(Beginning of Data records)
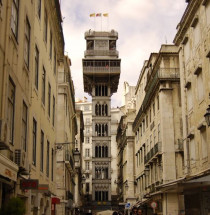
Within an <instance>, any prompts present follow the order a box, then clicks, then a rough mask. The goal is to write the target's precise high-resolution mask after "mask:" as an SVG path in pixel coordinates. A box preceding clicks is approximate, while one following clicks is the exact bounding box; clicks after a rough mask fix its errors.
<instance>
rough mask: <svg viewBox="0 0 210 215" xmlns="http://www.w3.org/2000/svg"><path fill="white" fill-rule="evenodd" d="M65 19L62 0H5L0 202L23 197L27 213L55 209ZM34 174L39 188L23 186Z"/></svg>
mask: <svg viewBox="0 0 210 215" xmlns="http://www.w3.org/2000/svg"><path fill="white" fill-rule="evenodd" d="M51 11H54V13H51ZM61 21H62V18H61V12H60V5H59V1H57V0H56V1H50V0H46V1H19V0H8V1H7V0H2V1H0V29H1V31H0V125H1V126H0V127H1V128H0V136H1V140H0V149H1V150H0V154H1V155H0V157H1V162H0V165H1V167H0V169H1V175H2V177H3V178H2V177H1V179H0V181H1V182H0V183H1V185H0V202H1V206H3V205H5V204H6V202H7V201H8V199H9V198H10V197H11V196H18V197H20V198H21V199H22V200H23V201H24V203H25V205H26V214H37V215H39V214H43V213H44V214H51V212H52V213H53V212H54V211H53V207H51V200H52V198H53V197H54V196H56V184H55V171H54V169H55V145H54V144H55V142H56V135H55V130H56V124H55V122H56V109H57V107H56V101H57V68H58V59H60V58H62V57H63V51H64V39H63V32H62V27H61ZM5 172H6V174H7V175H5ZM29 176H30V179H35V180H37V181H36V182H37V184H38V187H37V188H36V190H31V188H30V189H27V188H25V189H23V188H21V187H20V184H21V183H20V182H21V181H22V180H29ZM13 182H15V184H13Z"/></svg>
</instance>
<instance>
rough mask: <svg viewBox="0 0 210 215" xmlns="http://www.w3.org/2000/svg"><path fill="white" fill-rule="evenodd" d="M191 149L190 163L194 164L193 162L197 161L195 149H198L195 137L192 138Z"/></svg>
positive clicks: (195, 149) (191, 140) (190, 152)
mask: <svg viewBox="0 0 210 215" xmlns="http://www.w3.org/2000/svg"><path fill="white" fill-rule="evenodd" d="M189 149H190V164H193V163H195V150H196V149H195V140H194V138H193V139H190V142H189Z"/></svg>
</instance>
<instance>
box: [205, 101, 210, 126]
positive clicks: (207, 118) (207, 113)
mask: <svg viewBox="0 0 210 215" xmlns="http://www.w3.org/2000/svg"><path fill="white" fill-rule="evenodd" d="M204 117H205V120H206V123H207V125H208V127H209V126H210V105H209V107H208V108H207V109H206V113H205V115H204Z"/></svg>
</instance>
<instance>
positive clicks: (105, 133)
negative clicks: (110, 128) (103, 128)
mask: <svg viewBox="0 0 210 215" xmlns="http://www.w3.org/2000/svg"><path fill="white" fill-rule="evenodd" d="M105 136H108V125H107V124H105Z"/></svg>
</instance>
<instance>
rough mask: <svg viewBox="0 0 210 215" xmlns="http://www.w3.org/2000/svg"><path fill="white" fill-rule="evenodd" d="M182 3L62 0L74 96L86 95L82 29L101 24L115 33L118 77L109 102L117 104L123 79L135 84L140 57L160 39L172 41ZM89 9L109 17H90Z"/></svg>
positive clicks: (84, 43) (152, 48)
mask: <svg viewBox="0 0 210 215" xmlns="http://www.w3.org/2000/svg"><path fill="white" fill-rule="evenodd" d="M185 7H186V3H185V2H184V1H183V0H176V1H174V0H150V1H148V0H62V1H61V9H62V15H63V17H65V18H64V22H63V29H64V37H65V50H66V52H67V53H68V56H69V57H70V58H71V61H72V67H71V72H72V77H73V81H74V85H75V89H76V96H77V97H80V98H82V97H83V96H84V95H85V96H87V94H84V90H83V74H82V58H83V57H84V51H85V48H86V46H85V40H84V33H85V31H87V30H89V29H95V30H101V28H102V29H103V30H110V29H115V30H116V31H118V33H119V40H118V43H117V48H118V50H119V56H120V58H121V60H122V64H121V77H120V83H119V87H118V92H117V93H116V94H115V95H113V97H112V104H113V106H120V105H121V98H122V95H121V92H122V86H123V82H124V81H128V82H129V84H130V85H136V83H137V80H138V77H139V73H140V70H141V67H142V65H143V62H144V60H146V59H148V57H149V55H150V53H151V52H158V51H159V49H160V46H161V44H162V43H166V41H167V43H172V41H173V38H174V36H175V33H176V26H177V24H178V22H179V21H180V19H181V16H182V14H183V12H184V9H185ZM91 13H109V18H104V17H103V19H101V18H95V19H94V18H90V17H89V14H91ZM101 21H102V22H101Z"/></svg>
(End of Data records)
## Work instruction
In the listing above, transcribe exactly everything from the line containing "149L190 163L194 164L193" down to the line containing "box: [205, 101, 210, 126]", including both and nothing more.

## Task result
rough mask: <svg viewBox="0 0 210 215" xmlns="http://www.w3.org/2000/svg"><path fill="white" fill-rule="evenodd" d="M191 149L190 163L194 164L193 162L197 161L195 149H198L195 137L192 138Z"/></svg>
positive clicks: (195, 149) (191, 140) (190, 152)
mask: <svg viewBox="0 0 210 215" xmlns="http://www.w3.org/2000/svg"><path fill="white" fill-rule="evenodd" d="M189 149H190V164H193V163H195V150H196V149H195V140H194V138H193V139H190V142H189Z"/></svg>
</instance>
<instance>
box: [205, 101, 210, 126]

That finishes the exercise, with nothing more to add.